[DOCUMENT EXCERPT]
The BBC will broadcast school lessons on TV during lockdown - here’s when and what to expect
The BBC has announced that it will support school pupils with keeping up with their studies, as the latest round of Covid-19 restrictions around the UK has closed schools to the majority of students.
Televised lessons will be broadcast on BBC Two and CBBC, as well as streamed online.
What will the BBC broadcast - and when?
From Monday 11 January, CBBC will offer three hours of primary school programming from 9am, and BBC Two will air content to support pupils studying for their GCSEs, with at least two hours of programming each week day.
Educational programmes on CBBC will include shows like BBC Live Lessons, BBC Bitesize Daily, Our School, Celebrity Supply Teacher, Horrible Histories, Art Ninja and Operation Ouch.
BBC Two will broadcast content such as adaptations of Shakespeare plays, as well as shows focusing on science, history and more, as it is aimed at older students.
During the first lockdown, the BBC offered similar educational programming. However, lessons were only available via iPlayer, red button and online, not on standard TV channels. The new initiative means that children of families with limited or no internet access will still be able to access the learning resources.
‘A lifeline for parents’
Prime Minister Boris Johnson said that it is a “fantastic initiative from the BBC”.
[/DOCUMENT EXCERPT]
[DATA SHOWN]
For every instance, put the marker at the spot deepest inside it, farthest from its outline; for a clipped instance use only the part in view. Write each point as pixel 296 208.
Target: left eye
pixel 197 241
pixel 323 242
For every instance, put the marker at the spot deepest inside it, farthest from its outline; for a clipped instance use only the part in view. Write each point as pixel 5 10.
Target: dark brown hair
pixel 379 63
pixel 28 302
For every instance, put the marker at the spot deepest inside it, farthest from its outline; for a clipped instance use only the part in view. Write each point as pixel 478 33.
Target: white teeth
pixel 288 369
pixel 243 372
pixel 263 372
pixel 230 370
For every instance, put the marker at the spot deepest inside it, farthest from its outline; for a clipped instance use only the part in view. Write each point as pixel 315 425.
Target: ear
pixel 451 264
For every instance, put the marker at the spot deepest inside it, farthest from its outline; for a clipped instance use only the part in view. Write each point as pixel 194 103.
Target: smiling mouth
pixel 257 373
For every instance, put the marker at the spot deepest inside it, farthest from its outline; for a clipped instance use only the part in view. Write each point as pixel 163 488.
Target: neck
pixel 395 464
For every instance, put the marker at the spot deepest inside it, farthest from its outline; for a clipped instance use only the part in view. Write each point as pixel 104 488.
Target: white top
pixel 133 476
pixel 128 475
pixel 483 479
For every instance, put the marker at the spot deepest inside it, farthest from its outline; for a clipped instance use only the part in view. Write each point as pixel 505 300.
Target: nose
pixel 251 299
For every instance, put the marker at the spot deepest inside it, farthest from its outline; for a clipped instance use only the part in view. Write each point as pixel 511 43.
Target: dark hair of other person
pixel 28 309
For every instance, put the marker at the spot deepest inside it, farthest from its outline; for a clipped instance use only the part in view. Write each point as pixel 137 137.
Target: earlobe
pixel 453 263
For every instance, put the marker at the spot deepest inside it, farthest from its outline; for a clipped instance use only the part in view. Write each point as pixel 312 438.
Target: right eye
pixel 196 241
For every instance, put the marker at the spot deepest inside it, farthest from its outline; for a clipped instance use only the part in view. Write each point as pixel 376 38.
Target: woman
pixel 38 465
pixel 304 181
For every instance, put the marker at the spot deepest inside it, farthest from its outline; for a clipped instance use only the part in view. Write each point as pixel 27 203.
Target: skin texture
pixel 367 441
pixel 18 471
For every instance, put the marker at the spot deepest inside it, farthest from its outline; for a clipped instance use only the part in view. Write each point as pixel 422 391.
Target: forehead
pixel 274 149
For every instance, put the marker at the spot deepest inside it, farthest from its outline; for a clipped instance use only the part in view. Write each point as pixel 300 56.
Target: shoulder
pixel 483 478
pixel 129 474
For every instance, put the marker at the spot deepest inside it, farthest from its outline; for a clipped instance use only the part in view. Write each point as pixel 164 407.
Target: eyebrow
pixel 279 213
[/DATA SHOWN]
WHAT TO DO:
(1) According to the BBC lockdown lessons article, which two channels will broadcast the televised lessons?
(2) Repeat the part of the BBC lockdown lessons article starting at "Educational programmes on" and ending at "at older students.".
The items above come from a source unrelated to the article.

YOUR RESPONSES:
(1) BBC Two and CBBC.

(2)
Educational programmes on CBBC will include shows like BBC Live Lessons, BBC Bitesize Daily, Our School, Celebrity Supply Teacher, Horrible Histories, Art Ninja and Operation Ouch.
BBC Two will broadcast content such as adaptations of Shakespeare plays, as well as shows focusing on science, history and more, as it is aimed at older students.